Today my law partner and I went to Tortilleria Ranchera, where the gordita plate comes with corn masa tortillas fresh enough to savor. Behind the cash register, photos of someone are pasted to a wall--perhaps the owner's daughter, a young woman perhaps a bit older than high school age. I look at these pictures, of a smiling, attractive young woman among her friends, and I mentally supply an entire plot for the life of someone I have not met and will never meet.
We go out to eat at the Thai restaurant a few blocks away, where the talking heads on television obviously discuss the conviction of a fellow named Scott Peterson for the California murder of his wife and unborn child; thankfully, someone has turned the volume down.
I watch the last snippets of the situation drama on television about the teen who talks directly to God, and the show uses the coolest effects to have the teen simulate juggling lighted balls in mid-air, complete with a charming moral about how in life you juggle things a lot. I watch on a science fiction show called Stargate:Atlantis, in which everyone realizes that they awakened from a dream, and that everything around them is not real. At dawn on Buffy the Vampire Slayer, Buffy tells the flawed murderer Andrew that life is not all story.

> [Record list]
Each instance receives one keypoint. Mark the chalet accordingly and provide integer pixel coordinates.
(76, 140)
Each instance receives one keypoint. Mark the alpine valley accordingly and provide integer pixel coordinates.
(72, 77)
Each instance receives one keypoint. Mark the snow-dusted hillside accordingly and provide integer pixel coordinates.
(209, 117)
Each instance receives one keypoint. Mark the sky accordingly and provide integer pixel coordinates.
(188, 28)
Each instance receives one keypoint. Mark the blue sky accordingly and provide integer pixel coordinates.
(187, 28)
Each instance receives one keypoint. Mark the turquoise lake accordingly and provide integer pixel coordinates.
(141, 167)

==

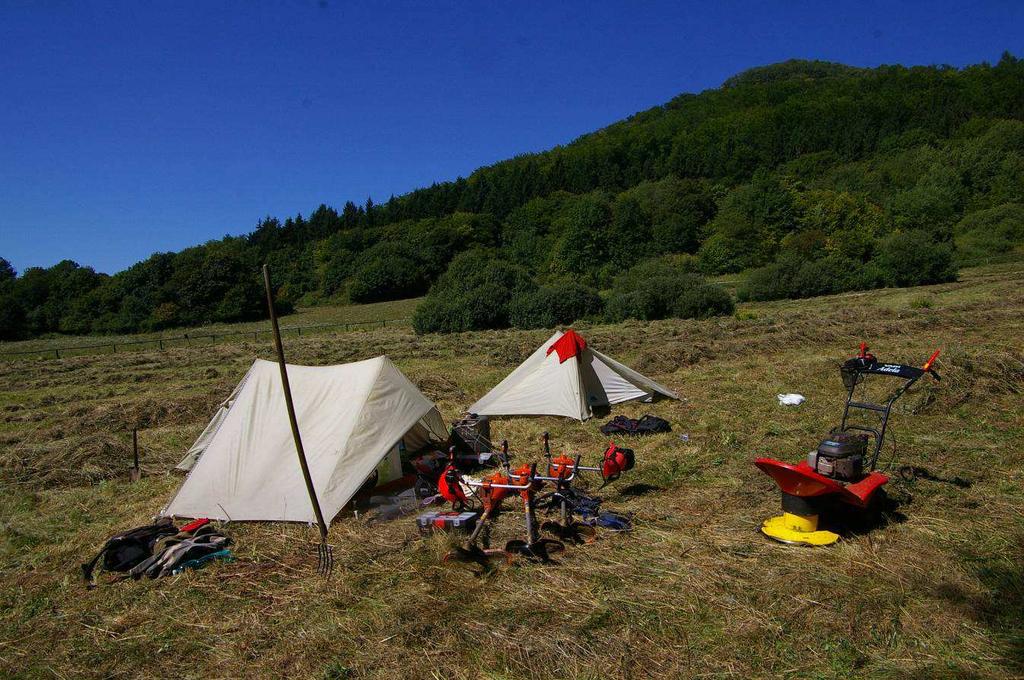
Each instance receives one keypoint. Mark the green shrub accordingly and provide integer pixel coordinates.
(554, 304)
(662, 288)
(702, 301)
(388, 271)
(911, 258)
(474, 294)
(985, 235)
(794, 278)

> [Exercise instructions]
a: List every television program that the passage about meals and television describes being on screen.
b: Answer these questions about the passage about meals and television:
(i) Who goes to Tortilleria Ranchera with the narrator?
(ii) What comes with the gordita plate there?
(iii) On Stargate:Atlantis, what does everyone realize?
c: Write what comes next in the passage about meals and television, picking up right after its last sentence.

> [The answers]
a:
- A news broadcast in which talking heads discuss Scott Peterson's conviction for the California murder of his wife and unborn child
- A situation drama about a teen who talks directly to God
- Stargate:Atlantis
- Buffy the Vampire Slayer

b:
(i) The narrator's law partner.
(ii) Corn masa tortillas.
(iii) That they awakened from a dream and that everything around them is not real.

c:
I sometimes think that life is all story. I don't mean the false kind of story, or the kind of story you can write experimental fiction about. I mean that so much of the living of life lies in the narrative of tale upon tale. The key is to try to find the true story, but it is a truth based on truths within as well as mundane searches for facts.
In my story, the crisp, chill weather outside is a harbinger of happiness, of delight in a master bedroom which remains warm in winter, of delight that our lhasa apso, though groomed with short hair,
luxuriates in the cold air on her fur. Her instinctual story may involve self-talk of her forebears in Tibet. I wonder, sometimes, at the narratives which animals tell themselves.
They say that people are the story-telling animals, but I suspect that all living reality has its story.
The discovery of unexpected occult methane on Mars causes television reporters to tell me a story of
life elsewhere. Bowie's old song "Life on Mars" enchants me, the refrain and melodramatic piano flourish one of those haunting little moments, just like the "Paris or maybe Hell" section of "Aladdin Sane". I love the way that jazz tells so many stories without words, just cool and emotion and sensation and wrapping one's mind around the sound, but rock tells its stories in words and thrill, which also has its virtues.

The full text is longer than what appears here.